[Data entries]
########
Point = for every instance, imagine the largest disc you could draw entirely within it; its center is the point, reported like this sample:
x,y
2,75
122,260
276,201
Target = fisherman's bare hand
########
→ **EXERCISE BRIEF**:
Arrange the rows above as a JSON list of strings, with one string per line and any blank lines omitted.

→ **OUTPUT OF THE EXERCISE**:
[
  "Point = for every instance, imagine the largest disc you could draw entirely within it; its center is the point, reported like this sample:",
  "x,y",
  "2,75",
  "122,260",
  "276,201",
  "Target = fisherman's bare hand"
]